- _Material for this exercise_
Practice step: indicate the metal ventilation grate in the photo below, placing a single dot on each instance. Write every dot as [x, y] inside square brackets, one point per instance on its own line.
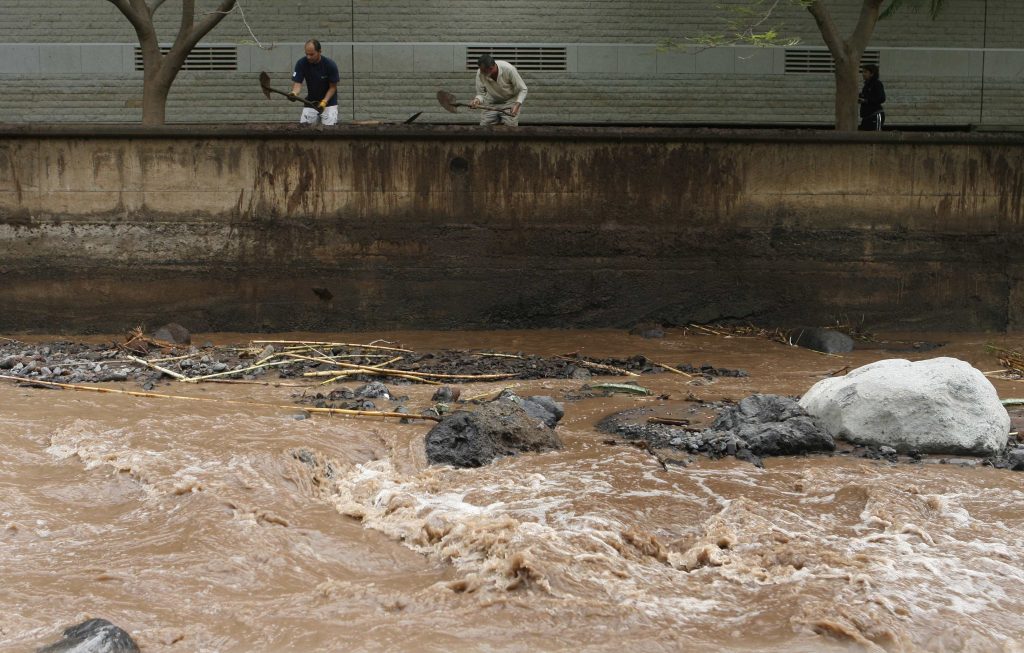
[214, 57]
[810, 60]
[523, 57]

--

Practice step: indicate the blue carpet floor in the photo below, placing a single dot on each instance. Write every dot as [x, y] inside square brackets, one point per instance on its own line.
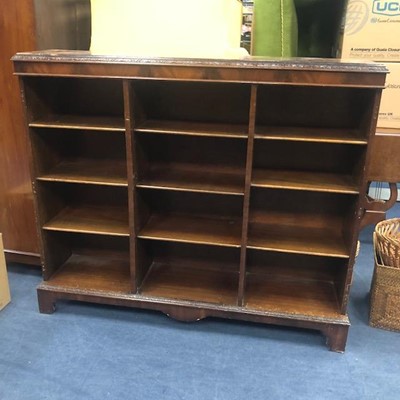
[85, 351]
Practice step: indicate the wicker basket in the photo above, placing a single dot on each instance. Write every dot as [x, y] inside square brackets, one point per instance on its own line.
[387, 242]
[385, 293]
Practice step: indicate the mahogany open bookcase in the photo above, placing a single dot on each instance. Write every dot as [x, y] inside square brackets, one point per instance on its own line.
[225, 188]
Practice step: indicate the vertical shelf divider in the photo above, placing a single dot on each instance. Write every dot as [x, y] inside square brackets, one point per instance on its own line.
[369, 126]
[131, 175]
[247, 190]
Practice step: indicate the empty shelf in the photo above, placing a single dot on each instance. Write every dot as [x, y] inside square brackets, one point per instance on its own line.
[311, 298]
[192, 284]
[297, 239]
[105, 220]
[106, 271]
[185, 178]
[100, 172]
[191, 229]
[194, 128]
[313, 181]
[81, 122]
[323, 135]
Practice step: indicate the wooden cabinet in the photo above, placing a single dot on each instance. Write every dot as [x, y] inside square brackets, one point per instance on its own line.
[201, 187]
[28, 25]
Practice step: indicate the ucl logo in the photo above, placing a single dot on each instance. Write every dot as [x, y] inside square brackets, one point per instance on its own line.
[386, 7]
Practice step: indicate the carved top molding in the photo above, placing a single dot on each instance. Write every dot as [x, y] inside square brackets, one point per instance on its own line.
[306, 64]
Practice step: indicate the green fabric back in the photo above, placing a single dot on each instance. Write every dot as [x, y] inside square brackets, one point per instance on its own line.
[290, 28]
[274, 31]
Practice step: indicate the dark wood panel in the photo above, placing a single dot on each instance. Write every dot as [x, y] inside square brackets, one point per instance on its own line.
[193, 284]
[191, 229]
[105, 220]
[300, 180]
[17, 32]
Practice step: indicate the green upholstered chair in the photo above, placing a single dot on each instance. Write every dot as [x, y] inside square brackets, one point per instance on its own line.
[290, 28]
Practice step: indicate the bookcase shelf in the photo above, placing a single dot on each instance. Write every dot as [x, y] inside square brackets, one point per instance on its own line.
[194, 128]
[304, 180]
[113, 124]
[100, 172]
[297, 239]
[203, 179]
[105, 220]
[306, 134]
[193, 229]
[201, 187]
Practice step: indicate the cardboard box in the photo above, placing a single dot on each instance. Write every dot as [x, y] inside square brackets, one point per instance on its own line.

- _About this task_
An exact copy of the lines above between the line holding "Practice step: indicate the bookcase" and the line holding "Practice step: indicate the cardboard", inclusive, is the whole answer.

- _Reply_
Practice step: indicate the bookcase shelf in the photo above, placing a single dot on each instance. Write every dot as [x, y] inside square brackets, one point per instance on its own line.
[194, 128]
[304, 180]
[113, 124]
[100, 172]
[297, 239]
[203, 179]
[105, 220]
[306, 134]
[193, 229]
[201, 187]
Practice step: indicate the cardboard box in the photo above, placing a single dot on each instance. Write every dot as [x, y] inside square brackets, one point per instance on its own line.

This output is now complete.